§ **STUDY TEXT**:
--------------------

Saying the health care bill will save money for families and is supported by hospitals, Rep. Tom Perriello said Friday that he’s likely to vote ‘yes’ on Sunday when the roll is called in the House of Representatives.
The bill will save $2,000 a year in health costs for a family of four with a $60,000 income, Perriello said.
“That’s real money for working families,” Perriello said. “It means a lot on Main Street.”
The savings estimate was provided by the Congressional Budget Office. Perriello said he didn’t put a lot of faith in economists’ predictions, but he also said the CBO usually is conservative when it estimates future savings.
“I made my ‘yes’ conditional on a letter being signed by at least 50 senators saying they were committed to seeing this through,” Perriello said Friday during a conference call with reporters.
“I will not support the ‘Cornhusker kickback’ or the ‘Louisiana purchase,’” Perriello said, referring to the Senate bill’s special provisions for Nebraska and Louisiana that won the votes of senators Ben Nelson, D-Neb., and Mary Landreau, D-La.
“Nothing in my experience the last 15 months gives me any reason to trust the Senate” to conform the bill to “fixes” the House has put into its latest language unless the agreement is signed, Perriello said.
The House fixes altered the Senate’s special Medicare payments in Nebraska, but it wasn’t clear Friday that the Louisiana provisions had been changed, the Associated Press reported.
Still, several hospitals around the Charlottesville-to-Danville 5th District came out Friday in favor of the House language, Perriello said. Among them were hospitals in Danville, Martinsville, Rocky Mount, and the University of Virginia Medical Center.
“I urge you to support the comprehensive health reform legislation,” said a letter from Joseph Roach, chief executive officer of Memorial Hospital of Martinsville and Henry County.

--------------------

§ **PROVIDED INFORMATION**:
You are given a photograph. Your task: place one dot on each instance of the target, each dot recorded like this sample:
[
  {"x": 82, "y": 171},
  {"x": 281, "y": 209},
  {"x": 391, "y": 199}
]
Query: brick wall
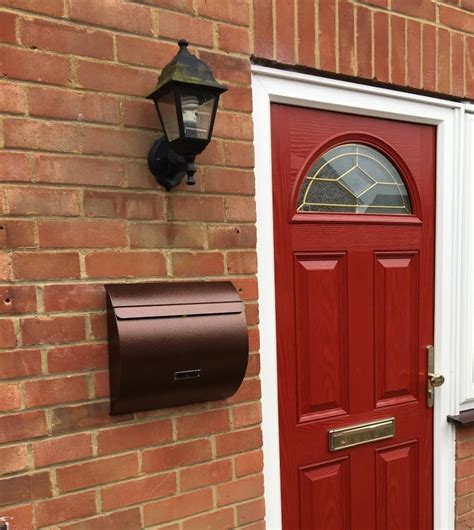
[{"x": 80, "y": 208}]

--------------------

§ **HOW TO COMPLETE THIS TASK**:
Continue the news report on Rep. Tom Perriello and the health care bill from where it stops.

§ **ANSWER TO THIS PROBLEM**:
“I understand this legislation is not perfect, but I believe this is the last opportunity to make a real, positive difference in our health care delivery system,” Roach wrote to Perriello.
Until Friday, Perriello said, “The Martinsville hospital had been very critical of the bill.” The House’s reconciliation language for the 2,400-page bill had been posted on the Internet late Thursday.
“On behalf of Danville Regional Medical Center and the 1,230 people we employ in your district, I strongly urge you to support the comprehensive health reform legislation,” wrote Eric Deaton, recently hired chief executive officer.
Sally Barber, a special adviser at the University of Virginia Medical Center, wrote that the center supported the health reform package “because we believe providing more affordable health coverage for more citizens of the Commonwealth is critical.”
Unless reform occurs, she said, “the number of uninsured will continue to grow and the financial burden will fall” mostly on hospitals like U.Va, she wrote.
The legislation is imperfect but “we believe this is an important first step,” Barber said.